> **Task brief**
Print the passage of the Quinn Group sabotage report below that opens with the words containing "The appointment of" and closes with "construction vehicles destroyed.", copying it word for word.

> **Source**
THE Quinn Group has been subjected to at least 16 serious incidents of sabotage since the Quinn family lost control of the group, it has been claimed.
Speaking at a conference in Dublin, company chief executive Paul O'Brien said the conglomerate had suffered "significant sabotage and intimidation" since a share receiver was appointed to the group in April last year.
There had been 16 incidents that could be classed as "serious" or "very serious" in that time, he added.
The appointment of a receiver to the Quinn Group caused huge resentment in the Derrylin area where most of the business is based, with the vast majority of the local population backing Sean Quinn and his family.
Mr O'Brien himself has been a target by the apparent campaign.
In August 2011 his car was burnt out at his home in Meath.
A month earlier, a cement factory near Derrylin was targeted and about €300,000 of damage caused, with vans, a lorry and other construction vehicles destroyed.

> **Data**
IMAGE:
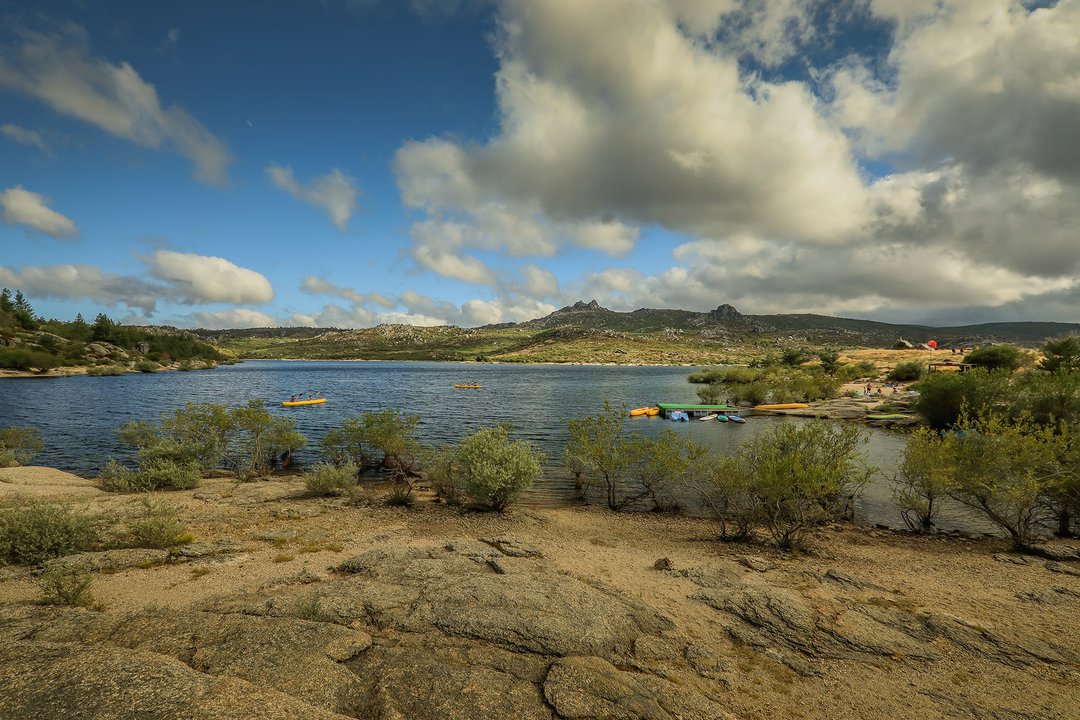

> **Reply**
The appointment of a receiver to the Quinn Group caused huge resentment in the Derrylin area where most of the business is based, with the vast majority of the local population backing Sean Quinn and his family.
Mr O'Brien himself has been a target by the apparent campaign.
In August 2011 his car was burnt out at his home in Meath.
A month earlier, a cement factory near Derrylin was targeted and about €300,000 of damage caused, with vans, a lorry and other construction vehicles destroyed.